L’Italia e i diktat europei. The show must go on

Inutile addentrarsi nel vortice delle previsioni sulla tenuta dell’attuale governo, oramai chiaramente a trazione leghista, (tutti gli scenari sono potenzialmente aperti) più interessante è invece riflettere sulla rapidità con al quale la realtà si ripropone e si appresta a spazzare via la propaganda.

Nemmeno il tempo di archiviare la pratica del voto europeo, che i conti pubblici italiani sono tornati sotto la lente della Commissione europea: una prima lettera è in arrivo per il prossimo 5 giugno.

Il tema dell’Unione europea e della vera natura della sua architettura politica, giuridica ed economica, al netto delle consuete battutine pressoché eluso durante la campagna elettorale, ritorna così prepotentemente sulla scena politica nazionale.

Oggetto del contendere il mancato rispetto da parte del nostro Paese delle regole di bilancio che spalancherebbe le porte alla letterina delle istituzioni europee prodromica alla richiesta di misure aggiuntive volte a garantire il rispetto del Patto di stabilità e, nel caso di mancata ottemperanza, all’avvio della procedura di infrazione.

In particolare, secondo Bruxelles, lo scostamento finale tra il 2018 e il 2019 ammonterebbe allo 0,7% (circa 11 miliardi) rispetto agli obiettivi Ue, a fronte di una richiesta di riduzione del deficit strutturale di 0,6% avanzata a maggio scorso dalla Commissione e di una promessa di taglio dello 0,3% fatta dall’Italia.

Secondo quanto riportato da Bloomberg, il Commissario agli Affari economici Moscovici avrebbe spiegato di non avere una particolare preferenza per il ricorso alle sanzioni, a fronte di uno Stato che non rispetta le regole di bilancio Ue. Tuttavia, per il commissario Ue “una cosa dev’essere chiara: se un Paese, ad un certo punto, è totalmente fuori dalle regole, non compatibile con le regole, le sanzioni ci sono”. In generale “sono principalmente dissuasive, ma possono essere anche persuasive. Cerchiamo di evitarlo”.

In altre parole: vi abbiamo fatto parlare, vi abbiamo fatto persino votare ma il tempo delle chiacchiere è scaduto perché quello che dovete fare è deciso già in partenza a maggior ragione, è il caso di aggiungere, considerato il sostanziale ridimensionamento delle velleità del cosiddetto fronte sovranista su scala europea.

Ritornano in mente le parole dell’allora Ministro delle Finanze tedesco Schauble il quale dopo il famoso OXI ricordò candidamente al popolo greco che un referendum e in generale le elezioni, non potevano certo cambiare il corso delle decisioni assunte dall’élite europeista.

Che da parte dell’attuale governo ed in particolare del suo azionista di maggioranza non vi sia la benché minima volontà di sfidare davvero e non con le parole l’Unione europea è fuori discussione.

● **DATI GREZZI**

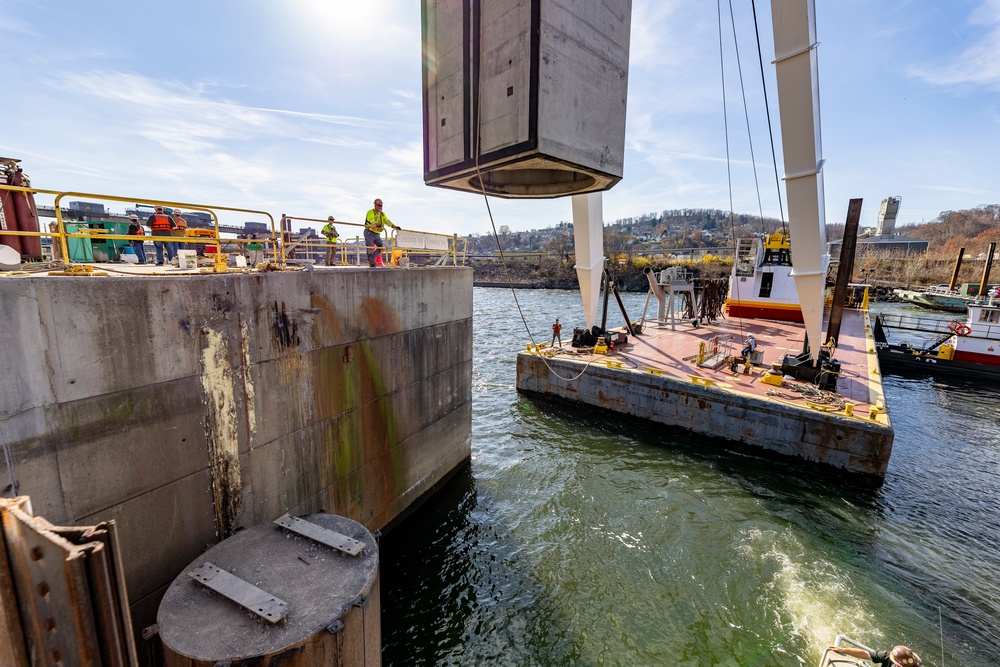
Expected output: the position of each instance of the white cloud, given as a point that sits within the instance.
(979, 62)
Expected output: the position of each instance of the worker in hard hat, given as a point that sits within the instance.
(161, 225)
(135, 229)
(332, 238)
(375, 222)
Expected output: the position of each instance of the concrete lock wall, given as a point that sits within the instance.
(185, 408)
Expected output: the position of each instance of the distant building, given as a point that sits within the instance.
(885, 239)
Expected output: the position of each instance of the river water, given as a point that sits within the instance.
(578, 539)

...

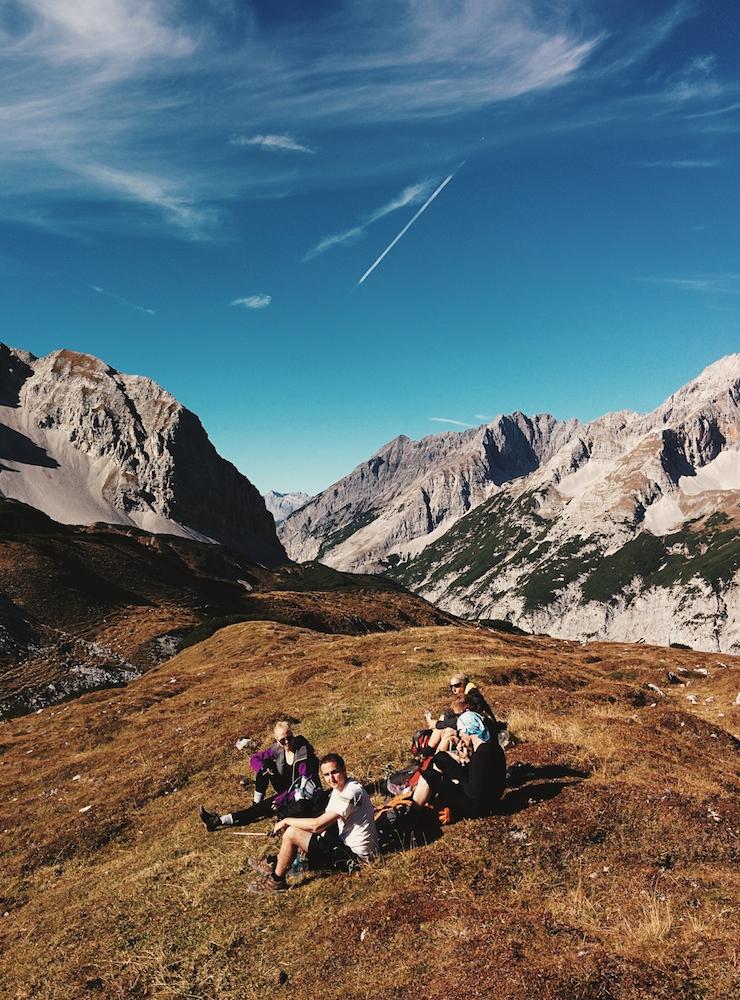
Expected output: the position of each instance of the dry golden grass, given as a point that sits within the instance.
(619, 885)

● **ESERCIZI**
1. Nel testo sui conti pubblici italiani e le regole europee, per quale data è attesa la prima lettera della Commissione europea?
2. Prosegui il testo sui conti pubblici italiani e le regole europee a partire dall'ultima frase riportata.

● **SOLUZIONI**
1. Per il 5 giugno.

2.
Il punto vero è che sembra di assistere ad un deja-vu.

Riavvolgendo il nastro ricordiamo perfettamente quanto accaduto in prossimità della legge di bilancio 2019: dopo tanto tuonare da parte del governo giallo verde sullo sforamento del 3% del rapporto deficit PIL, la manovra inizialmente presentata si attestò sul 2,4% per poi essere ulteriormente ridimensionata, sotto i colpi dell’UE, attorno al 2,04%.

Allora la grande bagarre mediatica, gli annunci e le dichiarazioni di fuoco contro l’UE approdarono al varo di una manovra perfettamente collocata nel solco del liberismo con il consueto avanzo primario per il bilancio dello Stato. Esattamente come avviene nel nostro paese da 25 anni a questa parte.

Oggi il copione si ripete, Salvini mostra la faccia feroce, addirittura rilanciando sulla flat tax (costo 30 miliardi), mentre tocca agli sherpa del Tesoro l’improbo compito di rassicurare Bruxelles.

Ma se dal lato del governo sembra di assistere ad un film già visto, lo stesso copione va in onda anche sul fronte dell’opposizione (si fa per dire...), dove il PD rilancia la consueta originale ricetta: per contenere la crescita dello spread e dell’aumento degli interessi sul debito dobbiamo essere credibili agli occhi dei mercati e non urtare la loro suscettibilità.

Nessun pudore nemmeno nel provare a nascondere l’incredibile potere decisionale attribuito ai mercati capaci con i loro movimenti di determinare dinamiche speculative in grado di orientare le politiche economiche, ricattare e piegare intere popolazioni.

The show must go on. Da un lato chi finge di opporsi ai diktat europei, dall’altro chi invoca la sacralità dei mercati.

Le elezioni sono passate, il copione è sempre lo stesso.